▶ [JOB]: Write out everything from the top of the listing down to the line holding "336], [47, 233]]", swapping "green leaf" for "yellow leaf" and leaving all else untouched. Omit the pictures from your answer.

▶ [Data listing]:
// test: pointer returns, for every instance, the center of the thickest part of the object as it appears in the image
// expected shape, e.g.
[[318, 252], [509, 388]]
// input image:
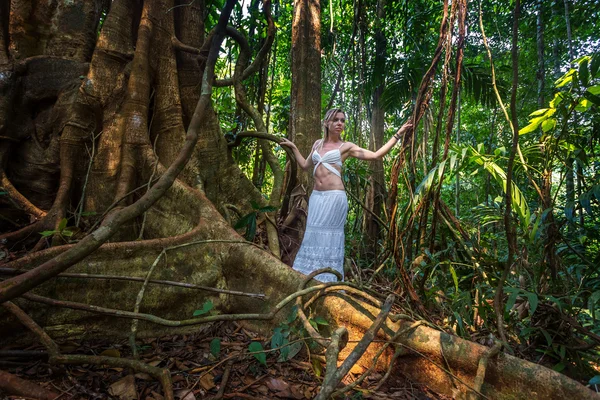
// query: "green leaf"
[[215, 347], [290, 351], [206, 307], [532, 126], [594, 89], [592, 97], [268, 209], [584, 74], [62, 224], [594, 65], [539, 112], [533, 302], [251, 231], [583, 105], [512, 299], [293, 314], [277, 338], [321, 321], [548, 124], [317, 367], [245, 220], [256, 348], [559, 367], [592, 303], [566, 78], [558, 98], [454, 276], [547, 336], [47, 233]]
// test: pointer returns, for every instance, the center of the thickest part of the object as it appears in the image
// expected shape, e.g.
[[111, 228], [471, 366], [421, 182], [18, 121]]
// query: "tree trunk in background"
[[541, 74], [305, 114], [375, 197], [570, 208]]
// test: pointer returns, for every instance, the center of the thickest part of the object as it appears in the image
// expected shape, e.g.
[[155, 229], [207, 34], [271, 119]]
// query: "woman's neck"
[[332, 139]]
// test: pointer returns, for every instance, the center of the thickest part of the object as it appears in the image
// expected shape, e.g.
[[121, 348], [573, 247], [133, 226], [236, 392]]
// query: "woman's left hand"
[[405, 128]]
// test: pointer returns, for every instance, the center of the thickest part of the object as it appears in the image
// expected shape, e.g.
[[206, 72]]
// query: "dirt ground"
[[199, 369]]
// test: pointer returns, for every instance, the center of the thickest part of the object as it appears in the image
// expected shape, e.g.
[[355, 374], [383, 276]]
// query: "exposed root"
[[260, 296], [333, 379], [309, 328], [12, 384], [482, 367], [19, 199]]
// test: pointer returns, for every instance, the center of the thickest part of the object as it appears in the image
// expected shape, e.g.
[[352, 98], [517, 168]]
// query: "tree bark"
[[305, 114], [376, 189]]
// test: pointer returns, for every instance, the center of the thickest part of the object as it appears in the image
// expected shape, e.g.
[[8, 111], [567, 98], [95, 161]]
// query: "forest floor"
[[195, 371]]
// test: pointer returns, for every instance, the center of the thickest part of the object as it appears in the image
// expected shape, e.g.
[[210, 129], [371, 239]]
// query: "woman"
[[323, 243]]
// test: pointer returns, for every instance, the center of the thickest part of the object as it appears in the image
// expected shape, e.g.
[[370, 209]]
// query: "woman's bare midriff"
[[326, 180]]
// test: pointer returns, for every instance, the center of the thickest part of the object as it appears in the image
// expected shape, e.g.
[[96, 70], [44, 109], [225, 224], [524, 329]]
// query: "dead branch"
[[483, 362], [56, 357], [12, 384], [11, 271], [332, 380], [21, 284], [18, 198]]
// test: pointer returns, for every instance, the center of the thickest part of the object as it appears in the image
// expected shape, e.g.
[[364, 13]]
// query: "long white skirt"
[[323, 243]]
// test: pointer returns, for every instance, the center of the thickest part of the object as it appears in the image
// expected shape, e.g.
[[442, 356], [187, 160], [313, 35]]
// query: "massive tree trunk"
[[376, 189], [87, 126]]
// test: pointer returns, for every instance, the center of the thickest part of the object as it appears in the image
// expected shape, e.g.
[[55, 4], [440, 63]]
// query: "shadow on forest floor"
[[196, 372]]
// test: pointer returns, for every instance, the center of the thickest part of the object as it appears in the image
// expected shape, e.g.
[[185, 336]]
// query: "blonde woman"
[[323, 243]]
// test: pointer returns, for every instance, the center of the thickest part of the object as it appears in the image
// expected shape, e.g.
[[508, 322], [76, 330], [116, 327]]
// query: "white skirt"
[[323, 243]]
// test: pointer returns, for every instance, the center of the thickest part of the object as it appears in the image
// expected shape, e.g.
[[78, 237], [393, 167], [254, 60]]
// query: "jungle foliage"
[[552, 294]]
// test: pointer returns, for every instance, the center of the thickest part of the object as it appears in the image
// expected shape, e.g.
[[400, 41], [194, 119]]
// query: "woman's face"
[[337, 123]]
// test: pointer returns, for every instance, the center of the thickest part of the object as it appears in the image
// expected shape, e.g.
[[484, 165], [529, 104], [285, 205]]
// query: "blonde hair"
[[329, 115]]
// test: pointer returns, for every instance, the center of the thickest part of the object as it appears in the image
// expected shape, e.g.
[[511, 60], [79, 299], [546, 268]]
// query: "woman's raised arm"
[[302, 162], [368, 155]]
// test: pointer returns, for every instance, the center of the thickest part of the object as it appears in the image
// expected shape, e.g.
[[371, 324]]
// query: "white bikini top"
[[331, 157]]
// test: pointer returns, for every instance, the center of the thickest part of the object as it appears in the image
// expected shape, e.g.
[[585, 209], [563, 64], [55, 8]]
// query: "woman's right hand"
[[287, 143]]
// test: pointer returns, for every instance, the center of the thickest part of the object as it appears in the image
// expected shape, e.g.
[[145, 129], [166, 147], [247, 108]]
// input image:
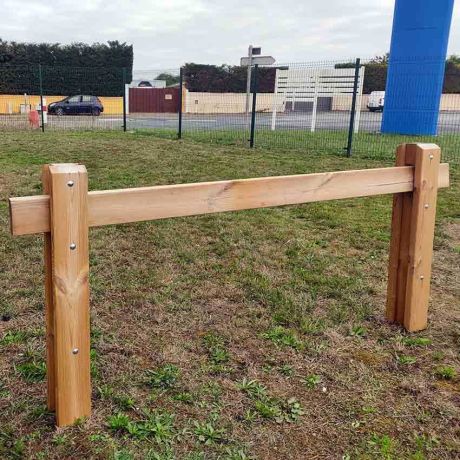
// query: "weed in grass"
[[4, 392], [405, 360], [156, 425], [358, 331], [445, 372], [207, 434], [123, 454], [312, 326], [312, 381], [164, 377], [236, 454], [32, 371], [253, 388], [286, 370], [195, 456], [284, 337], [124, 401], [184, 397], [292, 410], [382, 446], [268, 408], [416, 341], [368, 410], [438, 355], [60, 439], [250, 416], [166, 454], [424, 443], [217, 352], [118, 422]]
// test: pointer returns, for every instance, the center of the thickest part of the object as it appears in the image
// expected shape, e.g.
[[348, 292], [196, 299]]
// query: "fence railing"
[[66, 211], [328, 106]]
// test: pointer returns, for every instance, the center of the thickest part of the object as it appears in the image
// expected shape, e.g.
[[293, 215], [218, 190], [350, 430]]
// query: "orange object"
[[34, 119]]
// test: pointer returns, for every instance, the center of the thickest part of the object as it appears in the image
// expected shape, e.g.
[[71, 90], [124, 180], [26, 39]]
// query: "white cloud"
[[166, 34]]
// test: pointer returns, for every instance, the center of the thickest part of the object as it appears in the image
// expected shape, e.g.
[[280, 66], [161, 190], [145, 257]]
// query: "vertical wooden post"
[[49, 305], [68, 187], [411, 249]]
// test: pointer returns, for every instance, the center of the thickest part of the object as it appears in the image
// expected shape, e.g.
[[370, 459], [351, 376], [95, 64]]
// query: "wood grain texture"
[[423, 215], [69, 224], [49, 305], [31, 214], [395, 244]]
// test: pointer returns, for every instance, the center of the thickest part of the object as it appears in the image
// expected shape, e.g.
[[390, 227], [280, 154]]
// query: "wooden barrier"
[[67, 210]]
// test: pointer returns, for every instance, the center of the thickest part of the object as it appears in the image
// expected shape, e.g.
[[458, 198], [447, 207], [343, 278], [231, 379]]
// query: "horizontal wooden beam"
[[31, 214]]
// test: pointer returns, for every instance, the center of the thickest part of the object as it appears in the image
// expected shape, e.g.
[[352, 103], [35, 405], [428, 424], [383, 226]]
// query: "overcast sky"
[[168, 33]]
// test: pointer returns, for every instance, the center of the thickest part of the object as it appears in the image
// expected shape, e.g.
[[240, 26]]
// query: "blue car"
[[77, 105]]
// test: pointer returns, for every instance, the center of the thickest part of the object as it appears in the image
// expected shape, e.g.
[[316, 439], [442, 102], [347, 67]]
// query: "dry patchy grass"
[[255, 334]]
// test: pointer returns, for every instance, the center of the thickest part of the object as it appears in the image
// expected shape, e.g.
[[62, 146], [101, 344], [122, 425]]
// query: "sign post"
[[253, 58]]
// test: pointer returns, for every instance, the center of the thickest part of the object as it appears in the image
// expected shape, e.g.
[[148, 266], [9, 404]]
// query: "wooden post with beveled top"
[[412, 235], [67, 292]]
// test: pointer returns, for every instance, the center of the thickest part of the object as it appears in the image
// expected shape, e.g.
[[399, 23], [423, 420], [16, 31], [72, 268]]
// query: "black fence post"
[[42, 115], [351, 127], [124, 99], [181, 82], [254, 100]]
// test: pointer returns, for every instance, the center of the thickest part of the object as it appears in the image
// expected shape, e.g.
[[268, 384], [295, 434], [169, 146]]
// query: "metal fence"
[[332, 106]]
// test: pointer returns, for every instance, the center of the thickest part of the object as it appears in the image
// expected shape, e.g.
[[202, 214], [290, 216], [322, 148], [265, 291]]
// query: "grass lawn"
[[253, 334]]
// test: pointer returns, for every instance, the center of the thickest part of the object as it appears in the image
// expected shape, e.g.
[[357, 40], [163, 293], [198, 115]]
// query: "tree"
[[225, 78], [170, 79], [66, 69]]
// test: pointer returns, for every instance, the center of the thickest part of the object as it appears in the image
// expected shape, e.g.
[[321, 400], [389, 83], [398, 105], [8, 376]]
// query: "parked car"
[[376, 101], [77, 105]]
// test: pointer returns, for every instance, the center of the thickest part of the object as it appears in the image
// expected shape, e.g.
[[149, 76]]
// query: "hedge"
[[66, 69]]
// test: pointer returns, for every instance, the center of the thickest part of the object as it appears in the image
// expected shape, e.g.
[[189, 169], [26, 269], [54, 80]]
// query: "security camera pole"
[[252, 51]]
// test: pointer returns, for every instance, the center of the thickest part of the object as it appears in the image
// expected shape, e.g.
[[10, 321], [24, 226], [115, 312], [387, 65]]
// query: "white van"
[[376, 101]]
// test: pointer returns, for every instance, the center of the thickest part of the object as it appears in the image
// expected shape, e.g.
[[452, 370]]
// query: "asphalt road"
[[449, 122]]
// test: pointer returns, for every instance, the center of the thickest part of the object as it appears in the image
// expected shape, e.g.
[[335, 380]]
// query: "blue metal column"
[[417, 64]]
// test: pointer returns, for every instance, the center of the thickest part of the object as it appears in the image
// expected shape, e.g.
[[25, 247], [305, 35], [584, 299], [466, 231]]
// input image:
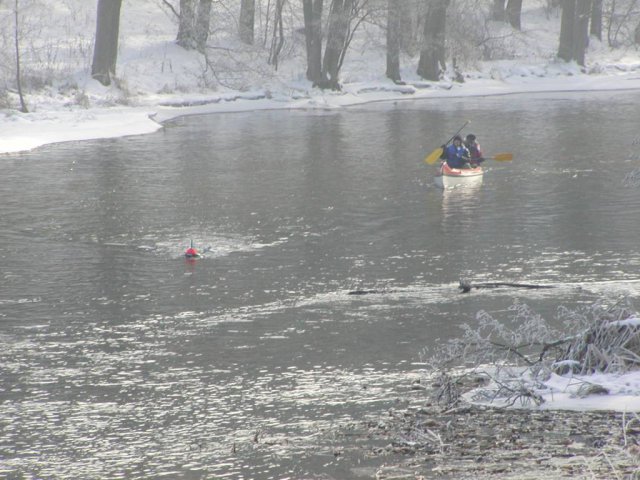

▶ [OUTPUT]:
// test: pointer returns, for every instance, the center of the thickest part of the object as it appears in the image
// expected shape, e.g.
[[318, 252], [509, 388]]
// input image:
// query: "yellow leaf"
[[215, 347], [290, 351], [206, 307], [532, 126], [594, 89], [592, 97], [268, 209], [584, 74], [62, 224], [594, 65], [539, 112], [533, 302], [251, 231], [583, 105], [512, 299], [293, 314], [277, 338], [321, 321], [548, 124], [317, 367], [245, 220], [256, 348], [559, 367], [592, 303], [566, 78], [558, 98], [454, 276], [547, 336], [47, 233]]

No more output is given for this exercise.